Tasks to perform:
1. Please reproduce the passage from the essay on The Sirens of Titan starting at "Reading The Sirens" and ending at "itself in Timequake.".
2. In the essay on The Sirens of Titan, where does Rumfoord Niles remain forever while he appears and disappears on earth?
3. Resume the essay on The Sirens of Titan right after its final sentence.

Selected passage:
★ ★ ★ ★
Reading The Sirens of Titan was overwhelming. So many ideas were being thrown around that I found it hard to decipher exactly what Kurt Vonnegut was approving, what he was denouncing. One of the more clear messages concerned free will, but, my having read Cat's Cradle, Slaughterhouse-five, Breakfast for Champions, and Timequake before, this was expected and not surprising. Free will is something that Kurt Vonnegut frequently problematizes, over and over, in both the macro and micro aspects of his novels. Here, I discuss just a little bit how this issue presents itself in Timequake.

Rumfoord Niles is the first problem posed to free will in The Sirens of Titan. Having been turned into a wave phenomena, Niles materializes and dematerializes periodically on earth (while staying forever on Titan, the moon of Saturn). When on earth, he comes bearing news: the future. As nothing more but a wave particle floating through space and time, Niles is privy to the future, and he has no scruples telling some strange things to his wife, Beatrice. He also wants to inform Malachi Constant, the novel's protagonist, about the future, for his and Bee's futures involve each other greatly. Both Bee and Malachi, though, think Rumfoord's predictions are preposterous and want to avoid them (which includes Bee and Constant in space together, as mates and with a child). This is, of course, impossible for both of them. Take a look at Beatrice as she watches, from the comfort of her living room, the space-ship she should've been on take-off without her.
★ ★ ★ ★
Record excerpts:
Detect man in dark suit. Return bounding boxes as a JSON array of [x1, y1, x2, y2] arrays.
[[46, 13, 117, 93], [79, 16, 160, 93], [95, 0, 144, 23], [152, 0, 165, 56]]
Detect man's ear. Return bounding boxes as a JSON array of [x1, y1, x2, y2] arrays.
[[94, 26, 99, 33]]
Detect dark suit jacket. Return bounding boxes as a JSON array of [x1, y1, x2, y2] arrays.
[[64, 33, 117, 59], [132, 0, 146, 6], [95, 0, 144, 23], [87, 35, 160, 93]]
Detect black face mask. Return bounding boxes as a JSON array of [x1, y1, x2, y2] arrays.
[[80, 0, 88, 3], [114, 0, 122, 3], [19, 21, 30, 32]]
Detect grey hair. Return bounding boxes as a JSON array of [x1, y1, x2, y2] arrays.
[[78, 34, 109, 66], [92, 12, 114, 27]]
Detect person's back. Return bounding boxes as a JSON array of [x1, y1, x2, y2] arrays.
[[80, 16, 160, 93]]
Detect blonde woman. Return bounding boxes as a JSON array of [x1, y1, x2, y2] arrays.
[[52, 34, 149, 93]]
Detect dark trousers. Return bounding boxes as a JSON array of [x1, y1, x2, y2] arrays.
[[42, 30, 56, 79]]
★ ★ ★ ★
Answers to the exercises:
1.
Reading The Sirens of Titan was overwhelming. So many ideas were being thrown around that I found it hard to decipher exactly what Kurt Vonnegut was approving, what he was denouncing. One of the more clear messages concerned free will, but, my having read Cat's Cradle, Slaughterhouse-five, Breakfast for Champions, and Timequake before, this was expected and not surprising. Free will is something that Kurt Vonnegut frequently problematizes, over and over, in both the macro and micro aspects of his novels. Here, I discuss just a little bit how this issue presents itself in Timequake.

2. On Titan, the moon of Saturn.

3.
 She had proved so many good things. She had proved that she was mistress of her own fate, could say no whenever she pleased--and make it stick. She had proved that her husband's omniscient bullying was all a bluff--that he wasn't any better at forecasts than the United States Weather Bureau…During the countdown, Beatrice's mood was bird-like. She could not sit still and she could not keep quiet. Her restlessness was a result of happiness, not of suspense. It was a matter of indifference to her whether The Rumfoord was a fizzle or not…The Rocket went up with a roar. It was a flawless shot. (93)
Thinking she has successfully escaped the future and asserted her own will, she is tricked by "two supposed representatives of the mortgage-holders of the estate" who get her to think she is checking out a metal building outside, only to really put her into a flying saucer and lickety-split send her out to Mars. This is only one of the many episodes where a character's will is ripped out from right under their feet. Poor Beatrice is subjected to this again when on the flight to Mars she is looked up in a closet and kept there captive. Malachi, having been told the woman in the closet is too beautiful for any one to behold and wanting to prove his sexual prowess, essentially rapes and impregnates Beatrice. The key though, is that he does so not knowing it was her in the closet. Though he wanted to avoid Rumfoord's predictions, he unwillingly brought it to fruition.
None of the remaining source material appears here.